Objectives: To evaluate the risk of pancreatitis associated with HTG in patients six months post initiation of LPV/r-based therapy in a regional public hospital.

Methods: Triglyceride (TG), serum amylase (s-amylase) and CD4+ count values were retrospectively investigated six months post LPV/r-based initiation. Age, gender, previous antiretroviral regimen and period since HIV diagnosis were also recorded.

Results: The final sample consisted of 194 patients, 50 males and 144 females; mean (± standard deviation [s.d.]) age was 39.52 (± 9.98) years, and the mean (± s.d.) period since HIV diagnosis was 91.32 (± 25.18) months. Normal TG levels (< 1.70 mmol/L) were detected in only 55% of patients and the rest presented with some degree of HTG. The mean (± s.d.) TG for the entire sample was elevated at 1.94 (± 1.30) mmol/L with the mean (± s.d.) of the males at 2.36 (± 1.74) – statistically higher compared to the females at 1.79 (± 1.08) mmol/L (p = 0.034). No cases of pancreatitis were recorded and the time since HIV diagnosis did not indicate any statistically significant differences in the means of the TG, serum amylase or CD4 count values.

───

**Tasks to complete**
(a) Answer these questions from the abstract on LPV/r-based therapy, marking each answer with the matching numeral:
(i) Which three laboratory values were retrospectively investigated six months after LPV/r-based initiation?
(ii) How many patients made up the final sample, and how many were male?
(iii) How many cases of pancreatitis were recorded?
(b) Transcribe the stretch of the abstract on LPV/r-based therapy from "Objectives: To evaluate the" through "were also recorded.".
(c) In one to three sentences, explain why the abstract on LPV/r-based therapy describes the mean TG of the entire sample as elevated.

**Source data**
───

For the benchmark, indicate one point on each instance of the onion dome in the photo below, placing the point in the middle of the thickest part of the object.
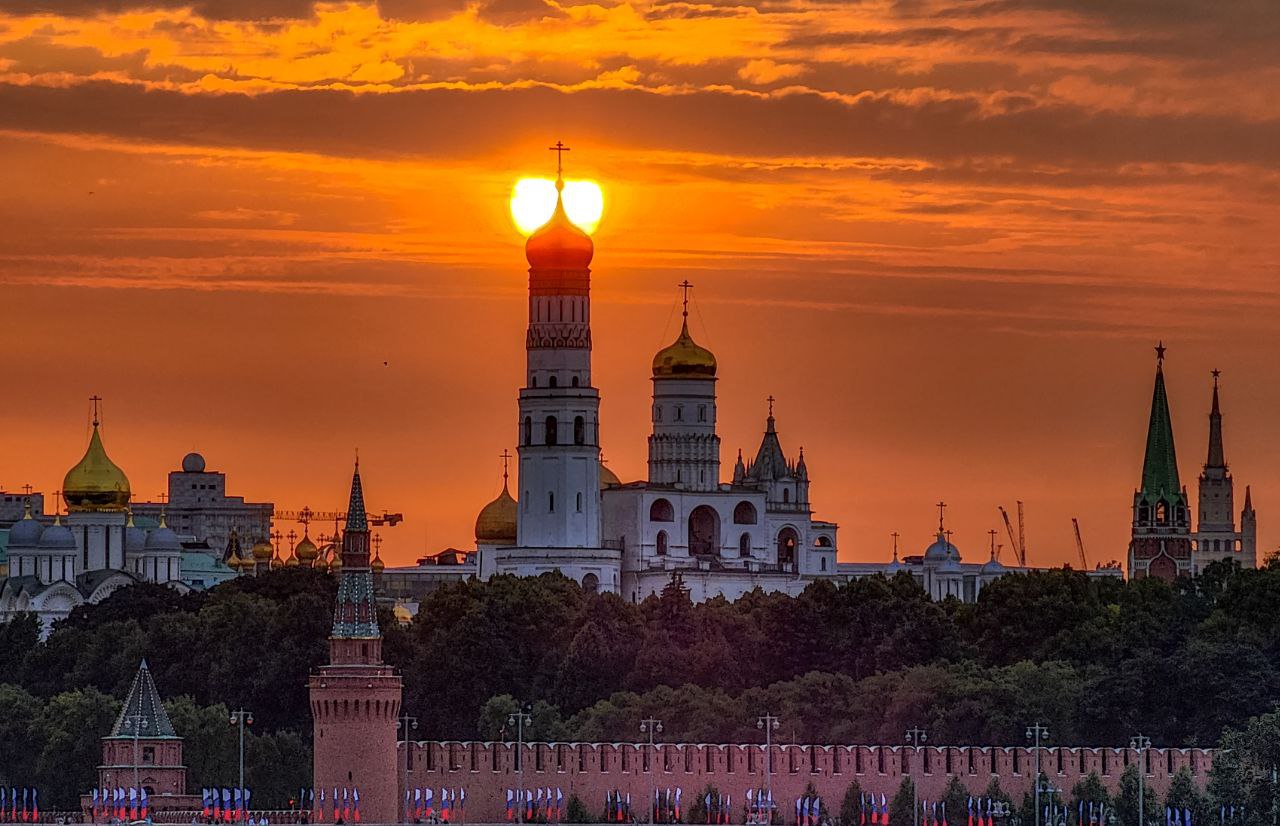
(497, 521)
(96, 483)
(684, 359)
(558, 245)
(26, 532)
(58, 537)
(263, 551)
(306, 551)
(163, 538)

───

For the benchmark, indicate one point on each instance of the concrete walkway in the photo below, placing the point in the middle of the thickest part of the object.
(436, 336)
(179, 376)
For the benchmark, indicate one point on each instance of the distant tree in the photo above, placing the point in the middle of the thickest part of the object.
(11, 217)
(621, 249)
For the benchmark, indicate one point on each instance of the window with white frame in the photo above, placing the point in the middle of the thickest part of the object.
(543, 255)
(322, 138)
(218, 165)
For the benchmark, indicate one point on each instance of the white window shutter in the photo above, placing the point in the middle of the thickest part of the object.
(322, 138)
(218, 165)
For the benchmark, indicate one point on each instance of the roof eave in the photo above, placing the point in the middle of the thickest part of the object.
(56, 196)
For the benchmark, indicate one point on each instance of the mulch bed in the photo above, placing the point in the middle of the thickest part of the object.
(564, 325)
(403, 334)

───

**Task-by-task solutions**
(a)
(i) Triglyceride (TG), serum amylase (s-amylase) and CD4+ count.
(ii) 194 patients, 50 of them male.
(iii) None.

(b)
Objectives: To evaluate the risk of pancreatitis associated with HTG in patients six months post initiation of LPV/r-based therapy in a regional public hospital.

Methods: Triglyceride (TG), serum amylase (s-amylase) and CD4+ count values were retrospectively investigated six months post LPV/r-based initiation. Age, gender, previous antiretroviral regimen and period since HIV diagnosis were also recorded.

(c) The abstract defines normal TG levels as below 1.70 mmol/L. The mean TG for the entire sample was 1.94 mmol/L, which is above that limit.